*Supplied material*

Start

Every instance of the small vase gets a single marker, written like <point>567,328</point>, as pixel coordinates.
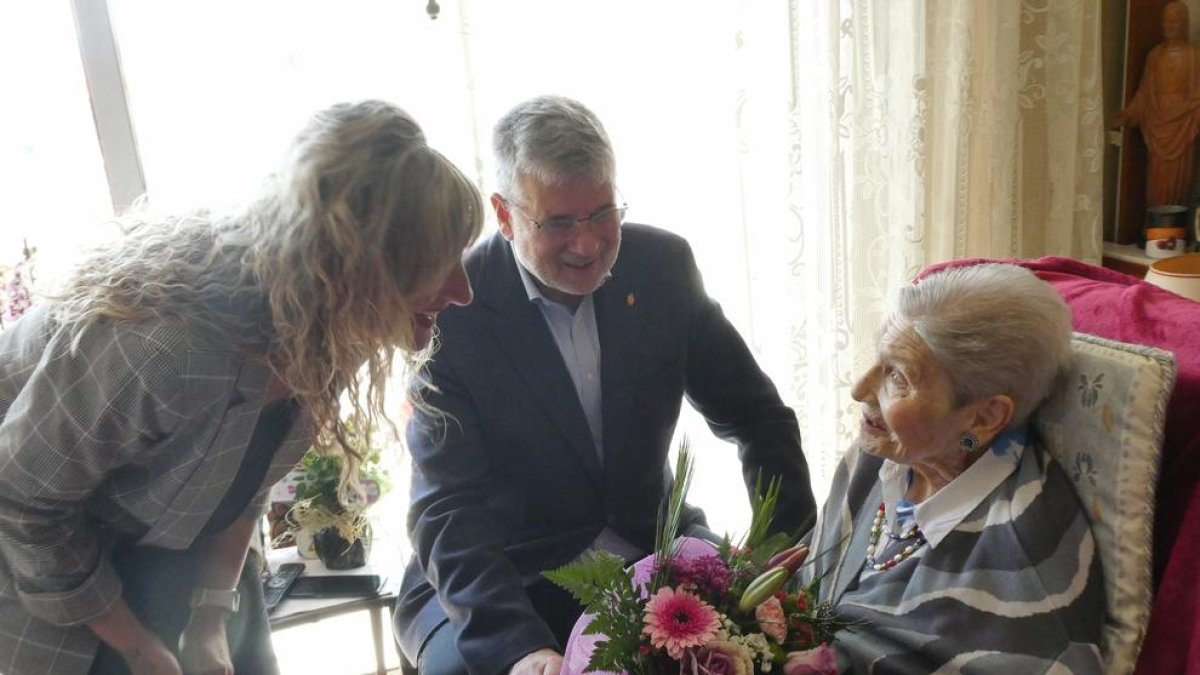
<point>305,543</point>
<point>339,554</point>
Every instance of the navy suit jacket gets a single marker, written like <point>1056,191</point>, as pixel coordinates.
<point>507,481</point>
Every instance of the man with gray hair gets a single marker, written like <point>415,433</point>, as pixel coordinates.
<point>550,407</point>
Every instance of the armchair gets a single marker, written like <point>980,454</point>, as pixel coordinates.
<point>1128,310</point>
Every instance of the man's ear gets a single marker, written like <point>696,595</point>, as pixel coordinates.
<point>503,215</point>
<point>991,417</point>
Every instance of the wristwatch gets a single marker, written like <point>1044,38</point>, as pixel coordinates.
<point>223,599</point>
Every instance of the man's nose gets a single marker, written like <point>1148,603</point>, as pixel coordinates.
<point>585,242</point>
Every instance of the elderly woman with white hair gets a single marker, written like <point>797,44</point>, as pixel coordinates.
<point>949,533</point>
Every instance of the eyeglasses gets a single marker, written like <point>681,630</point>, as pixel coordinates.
<point>609,217</point>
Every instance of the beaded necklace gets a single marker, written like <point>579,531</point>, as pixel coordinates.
<point>877,531</point>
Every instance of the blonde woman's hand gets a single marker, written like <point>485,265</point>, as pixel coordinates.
<point>151,658</point>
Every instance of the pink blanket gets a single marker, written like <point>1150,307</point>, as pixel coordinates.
<point>1121,308</point>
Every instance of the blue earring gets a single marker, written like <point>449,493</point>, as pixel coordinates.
<point>969,442</point>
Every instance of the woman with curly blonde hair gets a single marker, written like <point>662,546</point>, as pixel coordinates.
<point>185,368</point>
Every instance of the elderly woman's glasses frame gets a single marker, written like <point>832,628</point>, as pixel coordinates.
<point>609,217</point>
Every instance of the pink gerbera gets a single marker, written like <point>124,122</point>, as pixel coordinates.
<point>677,620</point>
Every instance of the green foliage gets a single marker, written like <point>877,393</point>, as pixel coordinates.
<point>591,575</point>
<point>319,484</point>
<point>599,580</point>
<point>671,514</point>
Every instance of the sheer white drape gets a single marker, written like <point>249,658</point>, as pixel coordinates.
<point>919,132</point>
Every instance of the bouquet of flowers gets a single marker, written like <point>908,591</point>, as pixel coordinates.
<point>697,608</point>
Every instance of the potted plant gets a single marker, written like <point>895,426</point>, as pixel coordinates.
<point>337,520</point>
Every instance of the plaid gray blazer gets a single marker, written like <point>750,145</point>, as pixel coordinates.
<point>137,434</point>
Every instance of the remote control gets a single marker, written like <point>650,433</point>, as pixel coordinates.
<point>277,584</point>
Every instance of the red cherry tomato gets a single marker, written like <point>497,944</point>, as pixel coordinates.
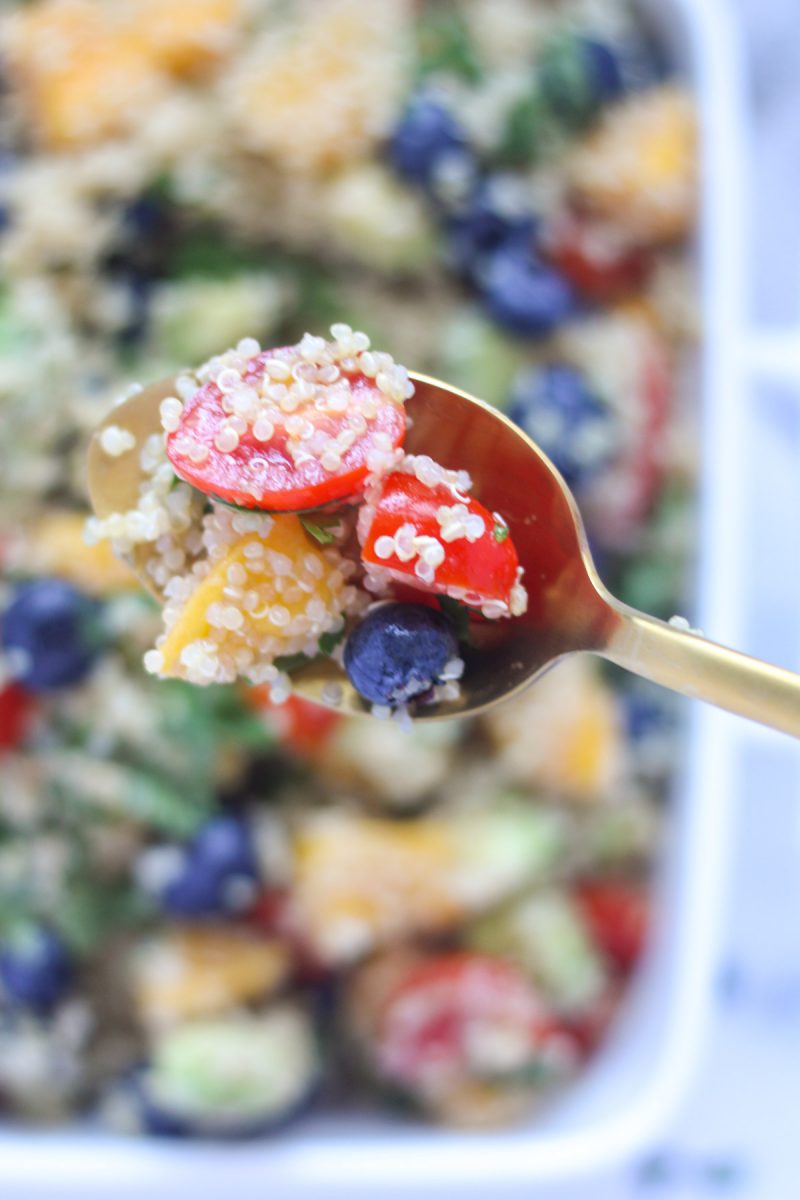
<point>16,714</point>
<point>301,725</point>
<point>590,1026</point>
<point>429,1021</point>
<point>623,496</point>
<point>476,571</point>
<point>271,913</point>
<point>618,915</point>
<point>264,474</point>
<point>595,258</point>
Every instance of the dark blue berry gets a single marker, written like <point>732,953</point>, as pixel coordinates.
<point>52,629</point>
<point>218,874</point>
<point>557,408</point>
<point>649,712</point>
<point>398,652</point>
<point>224,845</point>
<point>36,971</point>
<point>603,71</point>
<point>426,135</point>
<point>488,221</point>
<point>524,294</point>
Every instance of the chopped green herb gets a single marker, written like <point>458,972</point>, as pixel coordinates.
<point>458,617</point>
<point>323,529</point>
<point>445,45</point>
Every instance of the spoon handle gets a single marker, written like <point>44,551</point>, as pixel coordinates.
<point>690,664</point>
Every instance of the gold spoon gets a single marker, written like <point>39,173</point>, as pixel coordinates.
<point>570,611</point>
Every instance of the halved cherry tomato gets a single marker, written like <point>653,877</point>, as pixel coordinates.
<point>301,726</point>
<point>450,1012</point>
<point>16,713</point>
<point>264,474</point>
<point>618,915</point>
<point>595,258</point>
<point>271,913</point>
<point>619,499</point>
<point>479,570</point>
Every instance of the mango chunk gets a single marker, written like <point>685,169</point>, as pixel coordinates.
<point>198,971</point>
<point>266,594</point>
<point>639,166</point>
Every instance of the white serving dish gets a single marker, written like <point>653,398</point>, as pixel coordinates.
<point>632,1087</point>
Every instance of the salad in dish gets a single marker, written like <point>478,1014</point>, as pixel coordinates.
<point>301,519</point>
<point>223,909</point>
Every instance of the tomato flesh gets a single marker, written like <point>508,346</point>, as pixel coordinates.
<point>426,1021</point>
<point>596,262</point>
<point>264,474</point>
<point>16,714</point>
<point>477,571</point>
<point>618,917</point>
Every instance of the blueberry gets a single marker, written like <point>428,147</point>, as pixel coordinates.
<point>218,873</point>
<point>52,629</point>
<point>557,408</point>
<point>398,652</point>
<point>649,712</point>
<point>224,845</point>
<point>427,135</point>
<point>36,971</point>
<point>492,217</point>
<point>603,71</point>
<point>523,294</point>
<point>145,239</point>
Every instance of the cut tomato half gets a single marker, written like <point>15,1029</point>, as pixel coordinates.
<point>447,1013</point>
<point>283,461</point>
<point>434,538</point>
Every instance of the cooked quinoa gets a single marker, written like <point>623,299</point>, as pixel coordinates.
<point>500,193</point>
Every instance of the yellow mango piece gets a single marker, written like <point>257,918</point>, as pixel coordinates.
<point>564,736</point>
<point>361,881</point>
<point>186,37</point>
<point>289,589</point>
<point>80,76</point>
<point>198,971</point>
<point>324,87</point>
<point>639,167</point>
<point>55,546</point>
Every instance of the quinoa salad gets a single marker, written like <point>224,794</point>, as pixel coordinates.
<point>223,909</point>
<point>331,520</point>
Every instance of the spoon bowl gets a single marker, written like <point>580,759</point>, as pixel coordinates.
<point>569,610</point>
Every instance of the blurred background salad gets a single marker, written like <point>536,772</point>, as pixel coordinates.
<point>218,915</point>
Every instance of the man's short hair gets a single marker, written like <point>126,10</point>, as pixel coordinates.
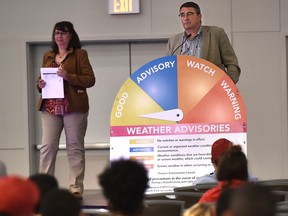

End

*Given request*
Can you rewrite the lines above, from the first one through the line with "<point>949,533</point>", keeping every line and multiplying each coordinate on the lines that contain only a point by 2.15, rounded to a whole number with halves rounded up? Leave the sample coordinates in the other lines unchanged, and leave the pictures out.

*Final result*
Every instance of the small vase gets a single marker, written like <point>567,328</point>, as pixel coordinates.
<point>656,1167</point>
<point>729,1191</point>
Every instance of the navy suit jacket gets a single marker, written like <point>1056,191</point>, as pixel coordinates.
<point>1090,1034</point>
Every instance of the man with gray hair gets a single marker, written like <point>415,433</point>, as pixel coordinates.
<point>1183,875</point>
Every instance of the armchair gets a single marker, written like <point>980,454</point>, as pixel coordinates.
<point>2425,667</point>
Every instance of the man's ear gets a single marker, written like <point>696,595</point>, as pixel coordinates.
<point>1081,462</point>
<point>2131,897</point>
Every instance of the wristwatch gets a single marker, written like <point>1044,38</point>, as pixel coordinates.
<point>479,1288</point>
Every instance of the man's nose gets a single marker, written like <point>1148,603</point>, as pixel coordinates.
<point>1258,520</point>
Every instance of the elderly woman with white hair gets a single marker, written like <point>797,44</point>, as pixel coordinates.
<point>2040,1146</point>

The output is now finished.